- [SELECTED PASSAGE]
^^^^

Nancy Anne Temple is an attorney specializing in accounting liability. She was the in-house attorney for Arthur Andersen, who advised Michael Odom and David B. Duncan about Arthur Andersen policies regarding retention of documents from client engagements. Duncan oversaw the shredding of Arthur Andersen documents concerning their work for client Enron, between October 22 and November 9, 2001 (See the Timeline of the Enron scandal). A memo written by Temple played a key role in the conviction of Arthur Andersen on charges of obstruction of justice. That conviction was later overturned.

== Pre-Andersen ==

She graduated from the University of Illinois College of Business in 1986 with a Bachelor of Science in Accountancy.
After graduation, Temple attended Harvard Law School where she graduated with a Juris Doctor in 1989.
She began her career at Sidley Austin Brown & Wood, now known as Sidley Austin. She worked at the law firm for 11 years and was inducted as a partner. Temple specialized in accounting liability.

==Arthur Andersen conviction overturned==

On May 31, 2005, the United States Supreme Court overturned the conviction of Arthur Andersen in a unanimous decision.

Chief Justice William H. Rehnquist, writing for the court, said the former Big Five accounting firm's obstruction-of-justice conviction was improper because the instructions at trial were too vague for jurors to determine correctly whether Andersen obstructed justice. "'[T]he jury instructions at issue simply failed to convey the requisite consciousness of wrongdoing," he wrote. "[I]t is striking how little culpability the instructions required."

In post-conviction interviews, several of the Arthur Andersen jurors indicated that the "guilty" verdict was partly based on an internal October 16, 2001 email from in-house Arthur Andersen attorney Nancy Temple. The text of the email from Temple is as follows:

| To: David B. Duncan
 Cc: Michael C. Odom@ANDERSEN WO: Richard Corgci@ANDERSEN WO
 BCC:
 Date: 10/16/2001 08:39 PM
 From: Nancy A. Temple
 Subject: Re: Press Release draft
 Attachments: ATT&ICIQ; 3rd qtr press release memo.doc Dave - Here are a few suggested comments for consideration. * I recommended deleting reference to consultation with legal group and deleting my name on the memo. Reference to the legal group consultation arguably is a waiver of attorney-client privileged advice and if my name is mentioned it increases the chances that I might be a witness, which I prefer to avoid. * I suggested deleting some language that might suggest we concluded the release is misleading. * In light of the "non-recurring" characterization, the lack of any suggestion that this characterization is not in accordance with GAAP, and the lack of income statements in accordance with GAAP. I will consult further within the legal group as to whether we should do anything more to protect ourselves from potential Section 10A issues. Nancy |

The Supreme Court's unanimous reversal of the conviction reinforces the opinion that the jury should not have inferred any liability on Arthur Andersen based solely upon the October 16 memo. Rather, Temple's bar license required that she not do anything that would waive the "attorney-client" privilege of Enron or Arthur Andersen. By having her name and a legal reference removed, in effect she was making the subject memo suitable for public disclosure – it was no longer a "privileged" document.

^^^^

- [DATA BELOW]
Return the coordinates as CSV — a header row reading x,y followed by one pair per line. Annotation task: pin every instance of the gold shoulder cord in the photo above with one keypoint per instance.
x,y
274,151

^^^^

- [QUESTIONS ON THE MATERIAL]
**a.** Say whether each statement agrees with the passage on Nancy Temple, answering yes or no and quoting the deciding words of the passage: (i) Temple earned a Juris Doctor from Harvard Law School in 1989. (ii) The Supreme Court split in its decision overturning Arthur Andersen's conviction. (iii) Temple worked at Sidley Austin for eight years.
**b.** Give the stretch of the passage on Nancy Temple from "Nancy Anne Temple" through "Science in Accountancy." again, with "shredding" replaced by "destruction".

- [ANSWERS TO THE EXERCISES]
**a.**
(i) Yes: "Temple attended Harvard Law School where she graduated with a Juris Doctor in 1989."
(ii) No: "overturned the conviction of Arthur Andersen in a unanimous decision."
(iii) No: "She worked at the law firm for 11 years"

**b.**
Nancy Anne Temple is an attorney specializing in accounting liability. She was the in-house attorney for Arthur Andersen, who advised Michael Odom and David B. Duncan about Arthur Andersen policies regarding retention of documents from client engagements. Duncan oversaw the destruction of Arthur Andersen documents concerning their work for client Enron, between October 22 and November 9, 2001 (See the Timeline of the Enron scandal). A memo written by Temple played a key role in the conviction of Arthur Andersen on charges of obstruction of justice. That conviction was later overturned.

== Pre-Andersen ==

She graduated from the University of Illinois College of Business in 1986 with a Bachelor of Science in Accountancy.